▶ _WHAT TO DO_
(a) In the Guatemala coffee trip account, where did the first meeting take place?
(b) Continue the Guatemala coffee trip account from its last sentence.

▶ _DOCUMENT SECTION_
########

The coffee harvests in Guatemala just recently wrapped up at the end of February, making now the perfect time to go check out the samples of this year’s coming crop and get a sense of which coffees we’d like to source for the club. After a full day of work packing and shipping coffee, we hopped a couple of red-eye flights to Guatemala, arriving on Wednesday morning with a packed schedule of people and places to see and coffees to cup. Read on for a day-by-day account of our trip to Guatemala.
After flying Tuesday night and Wednesday morning, our plane arrived in Guatemala City around noon Wednesday. After passing through customs, we hopped in a car and went straight to our first meeting at Cafe Paradigma in Zone 4.

########

▶ _MATERIAL PROVIDED_
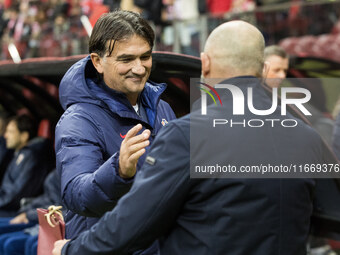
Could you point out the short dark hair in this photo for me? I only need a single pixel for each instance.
(275, 50)
(26, 123)
(115, 26)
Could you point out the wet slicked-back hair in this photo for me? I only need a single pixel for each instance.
(116, 26)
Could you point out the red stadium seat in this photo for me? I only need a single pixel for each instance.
(44, 129)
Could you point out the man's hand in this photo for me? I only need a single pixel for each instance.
(58, 246)
(132, 148)
(19, 219)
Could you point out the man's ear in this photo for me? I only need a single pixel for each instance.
(205, 63)
(265, 70)
(97, 62)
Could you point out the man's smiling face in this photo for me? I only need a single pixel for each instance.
(128, 67)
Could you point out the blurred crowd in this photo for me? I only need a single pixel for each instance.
(53, 27)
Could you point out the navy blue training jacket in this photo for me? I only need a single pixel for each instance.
(213, 216)
(88, 139)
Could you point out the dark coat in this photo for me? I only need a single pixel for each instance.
(88, 139)
(213, 216)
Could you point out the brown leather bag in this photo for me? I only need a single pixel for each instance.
(51, 228)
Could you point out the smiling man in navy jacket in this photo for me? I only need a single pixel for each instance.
(112, 113)
(215, 216)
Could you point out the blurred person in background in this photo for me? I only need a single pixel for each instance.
(276, 65)
(27, 170)
(5, 153)
(19, 234)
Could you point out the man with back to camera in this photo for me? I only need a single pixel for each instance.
(107, 101)
(212, 215)
(277, 64)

########

▶ _EXPECTED ANSWERS_
(a) At Cafe Paradigma in Zone 4.

(b)
Owned and operated by 2012 World Barista Champion Raul Rodas, Cafe Paradigma has a lovely indoor/outdoor seating space and Raul’s trophies casually displayed on a shelf. While Paradigma is worth a trip just for the cafe, we ventured back to the cupping lab where our friends at Onyx Coffee had set up a table of coffees for us to taste. We had some great conversations about the state of Guatemalan coffee and what to look for during our trip as we cupped some super fresh beans with a great view out the sunny windows. If you’re in Guatemala City, Cafe Paradigma is a must-visit cafe for sure!
Even after cupping almost 20 coffees, our overnight flight started to catch up to us, and we headed out to our Airbnb for the evening - just east of the city center. The building was a quaint cottage on the grounds of an old chapel, with an outdoor breakfast area and garden.
On our second day in Guatemala, we met up with Ana from Terra Negra, one of our importer friends in Guatemala that helped us import some of the club’s favorite Guatemalan coffees from last year. Before heading out to another round of cuppings, she took us to her favorite spot near the city: the beautiful Lake Amatitlan just southwest of the city. After a relaxing lunch by the lake, we headed out to get back to work tasting coffees.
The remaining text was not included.